GESTELLTE AUFGABE 1 | Entnehmen Sie dem Wanderbericht über das Tal bei Hadchit wortgetreu den Abschnitt, der mit „Im Schatten der“ beginnt und bis einschließlich „dem Verfall preisgegeben.“ reicht.

EXTRAHIERTER TEXT |

····················

Rund 80 Kilometer nördlich von Beirut zweigen wir bei Batroun vom Küsten-Highway ab, ein wenig vor der eigentlichen Zufahrt ins Tal. Wir wollen nicht zu nah an die nordlibanesische Stadt Tripoli geraten, einen Außenposten des syrischen Konflikts. Das blaue Mittelmeer und den durchgängig bebauten Küstenstreifen, auf dem die Hochäuser wie Vorboten der kargen Gebirgslandschaft stehen, lassen wir jetzt hinter uns. Eine staubige Straße windet sich bergauf, zur Linken fräst sich ein Steinbruch in den Hang. Plötzlich öffnet sich abermals ein Fenster zum Meer. Wir sehen die Häuser von Tripoli, in der es Explosionen gab. Kurz wird uns die Nähe zum Krieg und seinen Ausläufern bewusst. Dann schließt sich das Fenster und wir wenden unsere Gedanken der Gebirgslandschaft vor uns zu.

 

Selbst unser libanesischer Begleiter Issa muss mehrmahls nach dem Weg fragen, bis wir endlich am Ausgangspunkt unserer Wanderung ankommen. Das Bergdorg Hadchit liegt wenige Kilometer entfernt von Bcharré, dem Geburtsort des welbekannten Dicher Khalil Gibran.  Auf 1400 Metern Höhe schickt die Frühlingssonne nur einen schwachen Abglanz ihrer Kraft auf den Dorfplatz. Von dort beginnt der Abstieg ins Tal, vorbei an den Toten der Siedlung, die in kleinen Mausoleen am Wegesrand bestattet sind.

 

Während sie hier ihrer Erlösung harren, schauen die Verstorbenen hinunter in ein Tal, das die Christen im Libanon als heiligen Ort verehren. Schon in den ersten Jahrhunderten nach Christus fanden Verfolgte während der blutigen Konflikte des frühen Christentums hier Unterschlupf. im 7. Jahrhundert flohen Mönche aus dem syrischen Kloster Beth Maron in das Tal. Sie werden als die Gründer der maronitischen Konfession betrachtet, der heute die meisten Christen im Libanon angehören. Die Einsiedler bauten einfache, aber mit schönen Wandmalereien verzierte Kirchen, legten Terrassen für Obst- und Gemüsebau an und suchten in der Abgeschlossenheit des Tals nach Gott. Heute ist nur noch eines der Klöster bewohnt.

 

Im Schatten der Felswand wird der Wind schneidend und die Unwirtlichkeit des Klosters Deir el Salib mit Händen greifbar. Unbehauene Steine markieren die Außenmauern der Kirche. Geschlafen haben die Bewohner wohl in Höhlen. Umso überraschter sind wir, als sich zarte, elegante Fresken im Inneren der Kosterruine zeigen. Christus am Kreuz und ein Apostel sind gerade noch in Fragmenten erkennbar. Wie das Kloster, so ist auch die Malerei dem Verfall preisgegeben.

····················

GESTELLTE AUFGABE 2 | Kopieren Sie aus den Datensätzen unverändert die Zeilen, beginnend mit der Zeile mit „Query: crowd of protesters“ und fortlaufend bis einschließlich der Zeile mit „(1111, 595)“.

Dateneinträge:
····················

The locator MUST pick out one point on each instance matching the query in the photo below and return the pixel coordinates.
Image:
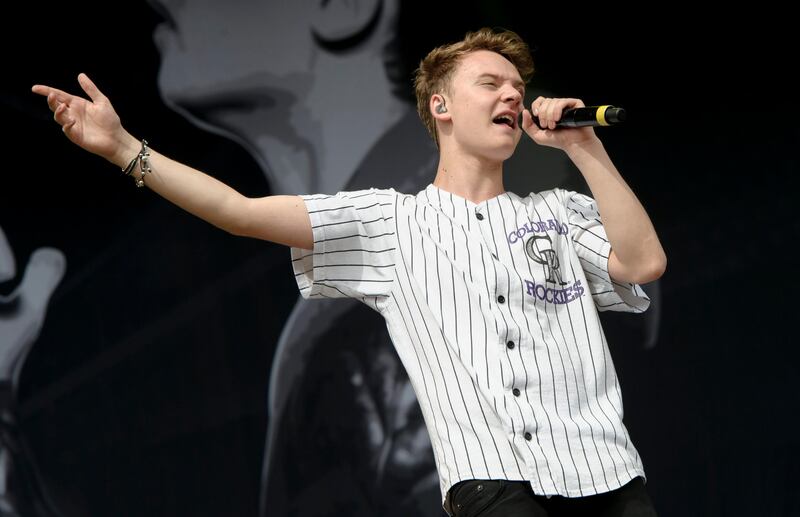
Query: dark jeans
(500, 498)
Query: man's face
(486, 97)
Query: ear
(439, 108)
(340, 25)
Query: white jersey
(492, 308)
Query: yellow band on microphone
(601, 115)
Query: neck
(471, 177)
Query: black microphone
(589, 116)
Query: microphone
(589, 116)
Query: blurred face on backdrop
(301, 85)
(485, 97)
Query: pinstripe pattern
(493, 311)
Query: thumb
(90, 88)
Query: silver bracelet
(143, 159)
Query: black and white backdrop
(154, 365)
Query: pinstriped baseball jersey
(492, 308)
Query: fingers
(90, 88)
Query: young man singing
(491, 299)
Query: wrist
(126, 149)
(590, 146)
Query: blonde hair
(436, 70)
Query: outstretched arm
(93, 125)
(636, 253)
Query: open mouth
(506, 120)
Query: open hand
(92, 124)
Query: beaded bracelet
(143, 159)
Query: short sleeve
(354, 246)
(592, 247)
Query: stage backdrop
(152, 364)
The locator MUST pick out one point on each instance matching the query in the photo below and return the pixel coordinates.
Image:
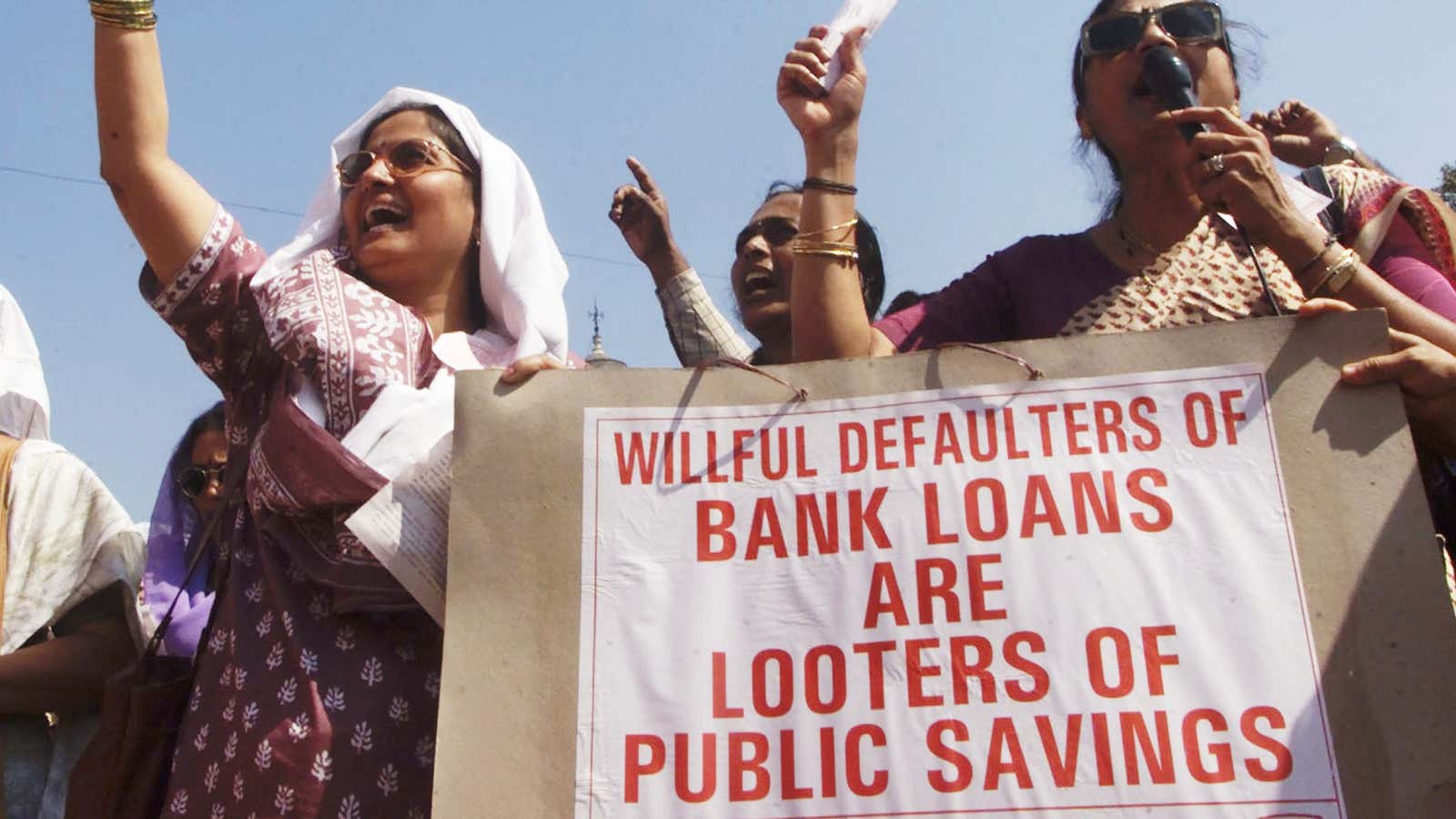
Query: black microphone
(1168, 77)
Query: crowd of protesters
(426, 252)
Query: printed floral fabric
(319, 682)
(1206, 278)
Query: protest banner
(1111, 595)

····················

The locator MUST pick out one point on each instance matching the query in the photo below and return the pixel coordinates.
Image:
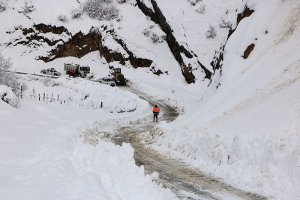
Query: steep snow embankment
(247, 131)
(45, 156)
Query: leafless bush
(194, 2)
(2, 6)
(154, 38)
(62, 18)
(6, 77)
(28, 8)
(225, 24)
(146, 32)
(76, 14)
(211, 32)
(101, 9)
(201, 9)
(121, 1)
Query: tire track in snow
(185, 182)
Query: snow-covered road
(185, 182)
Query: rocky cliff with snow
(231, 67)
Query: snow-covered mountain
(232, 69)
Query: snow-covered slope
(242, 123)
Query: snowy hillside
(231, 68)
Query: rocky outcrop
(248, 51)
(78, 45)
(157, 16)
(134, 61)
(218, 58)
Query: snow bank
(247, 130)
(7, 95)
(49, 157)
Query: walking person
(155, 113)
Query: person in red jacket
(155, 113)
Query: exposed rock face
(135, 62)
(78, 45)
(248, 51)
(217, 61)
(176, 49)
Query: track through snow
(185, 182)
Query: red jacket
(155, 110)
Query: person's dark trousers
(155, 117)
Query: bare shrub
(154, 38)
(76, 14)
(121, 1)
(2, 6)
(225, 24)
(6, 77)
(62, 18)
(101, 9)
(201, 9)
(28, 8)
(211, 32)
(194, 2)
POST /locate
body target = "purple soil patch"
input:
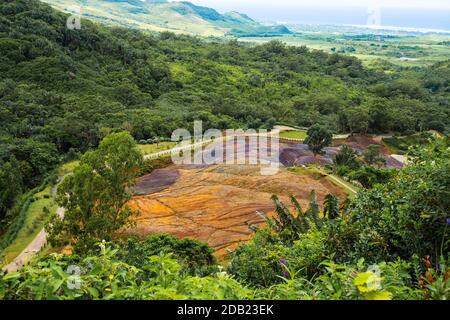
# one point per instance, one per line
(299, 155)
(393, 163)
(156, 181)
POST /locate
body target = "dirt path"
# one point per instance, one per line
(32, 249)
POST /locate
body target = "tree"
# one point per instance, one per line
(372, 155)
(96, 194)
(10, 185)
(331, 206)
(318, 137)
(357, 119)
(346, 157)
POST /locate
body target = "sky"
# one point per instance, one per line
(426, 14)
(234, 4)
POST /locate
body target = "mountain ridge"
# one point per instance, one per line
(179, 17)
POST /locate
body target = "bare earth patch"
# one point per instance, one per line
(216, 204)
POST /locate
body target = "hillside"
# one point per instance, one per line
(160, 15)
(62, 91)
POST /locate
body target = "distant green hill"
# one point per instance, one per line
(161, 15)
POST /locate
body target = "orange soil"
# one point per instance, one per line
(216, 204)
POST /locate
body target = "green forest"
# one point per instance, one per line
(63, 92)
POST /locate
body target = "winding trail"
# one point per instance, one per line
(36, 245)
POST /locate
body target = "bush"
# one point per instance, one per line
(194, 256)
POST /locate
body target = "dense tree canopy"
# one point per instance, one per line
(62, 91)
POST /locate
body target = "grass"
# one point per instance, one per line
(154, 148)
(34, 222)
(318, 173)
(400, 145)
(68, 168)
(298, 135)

····················

ANTWORT ZUR AUFGABE 1 |
Im Schatten der Felswand wird der Wind schneidend und die Unwirtlichkeit des Klosters Deir el Salib mit Händen greifbar. Unbehauene Steine markieren die Außenmauern der Kirche. Geschlafen haben die Bewohner wohl in Höhlen. Umso überraschter sind wir, als sich zarte, elegante Fresken im Inneren der Kosterruine zeigen. Christus am Kreuz und ein Apostel sind gerade noch in Fragmenten erkennbar. Wie das Kloster, so ist auch die Malerei dem Verfall preisgegeben.

ANTWORT ZUR AUFGABE 2 |
Query: crowd of protesters
(426, 252)
Query: printed floral fabric
(319, 682)
(1206, 278)
Query: protest banner
(1111, 595)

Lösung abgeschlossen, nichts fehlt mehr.